▶ [Provided text]
####
Quote from Zen Student:
There's the rub. If you know what is going to happen and how to analyse it correctly, you can indeed place consistently profitable and accurate trades in anticipation of this.
What you call "price action" is nothing more than what has happened in the past. This in itself does not give the future unless one can see the decisions which have been made, the reasons for the prior price action, and therefore where the market now needs to go (with a high degree of probability).
The answer is that you can use the market data from the past (price action) to predict what is likely to happen next, but only if you understand the "why" of the prior action. To say that it happened is not good enough. If you compare patterns visually only, you will be comparing things which appear to be the same condition to the untrained eye but which are totally different. This is why you see % success rates quoted for "pattern recognition" - a pattern "fails" z% of the time. If one was comparing like with like, the pattern would resolve in a similar way all of the time.
Your so called "price action" refers to two things: the prior market data, and a rudimentary method for interpreting it which is public knowledge. The limitations of this methodology are well known amongst professional traders...do some even use it to their advantage by setting traps for the unwary?
Lots of questions - your results will depend on how much responsibility you take for your thinking. Success or failure is a matter of thinking or lack of it. Opportunity open to all - happy hunting!
####
▶ [Exercise directions] Copy the forum post on price action word for word, from "Your so called" to "- happy hunting!".

▶ [Dataset extract]
####
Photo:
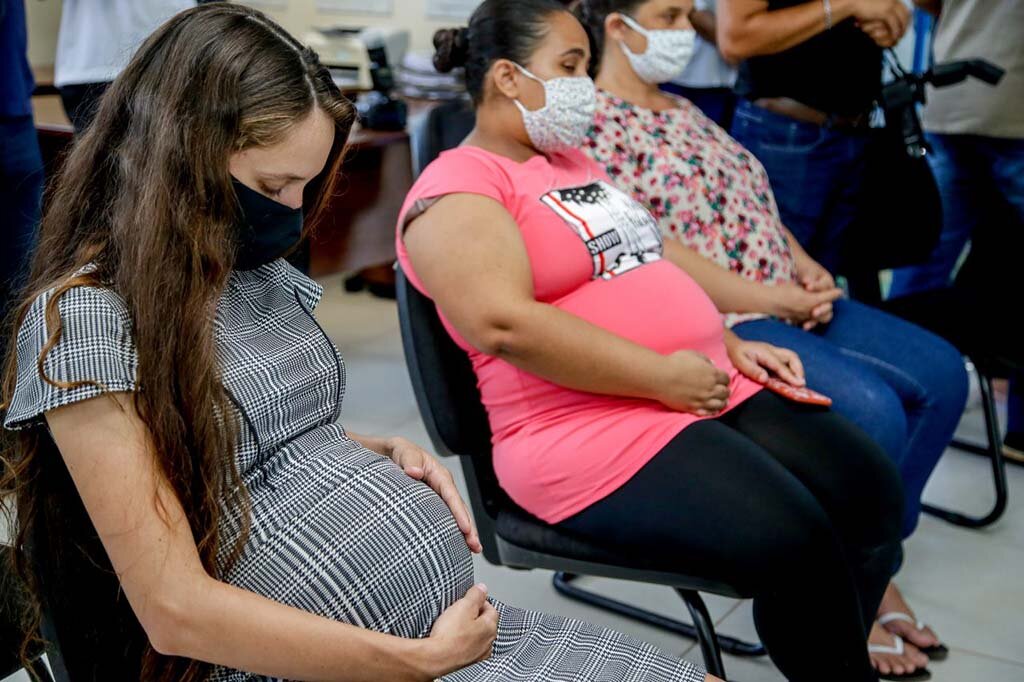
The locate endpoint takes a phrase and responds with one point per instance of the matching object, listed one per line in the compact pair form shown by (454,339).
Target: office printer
(354,55)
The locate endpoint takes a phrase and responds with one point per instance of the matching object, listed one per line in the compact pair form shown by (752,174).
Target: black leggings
(794,505)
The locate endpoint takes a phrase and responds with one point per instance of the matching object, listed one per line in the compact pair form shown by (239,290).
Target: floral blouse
(705,188)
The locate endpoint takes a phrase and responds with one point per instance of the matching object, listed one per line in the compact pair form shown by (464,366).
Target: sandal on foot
(897,649)
(936,652)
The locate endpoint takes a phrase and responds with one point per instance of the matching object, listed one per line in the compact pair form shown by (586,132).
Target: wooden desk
(358,229)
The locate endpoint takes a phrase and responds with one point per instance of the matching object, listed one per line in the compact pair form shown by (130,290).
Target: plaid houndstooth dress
(336,529)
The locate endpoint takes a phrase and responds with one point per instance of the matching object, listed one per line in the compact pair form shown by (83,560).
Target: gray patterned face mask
(566,116)
(669,50)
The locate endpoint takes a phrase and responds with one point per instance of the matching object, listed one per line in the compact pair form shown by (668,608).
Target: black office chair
(11,629)
(89,630)
(450,403)
(443,128)
(964,314)
(954,315)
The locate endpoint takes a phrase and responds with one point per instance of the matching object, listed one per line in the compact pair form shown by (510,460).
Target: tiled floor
(966,583)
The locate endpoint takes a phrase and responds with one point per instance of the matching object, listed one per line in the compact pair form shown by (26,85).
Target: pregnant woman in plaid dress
####
▶ [Answer for this exercise]
Your so called "price action" refers to two things: the prior market data, and a rudimentary method for interpreting it which is public knowledge. The limitations of this methodology are well known amongst professional traders...do some even use it to their advantage by setting traps for the unwary?
Lots of questions - your results will depend on how much responsibility you take for your thinking. Success or failure is a matter of thinking or lack of it. Opportunity open to all - happy hunting!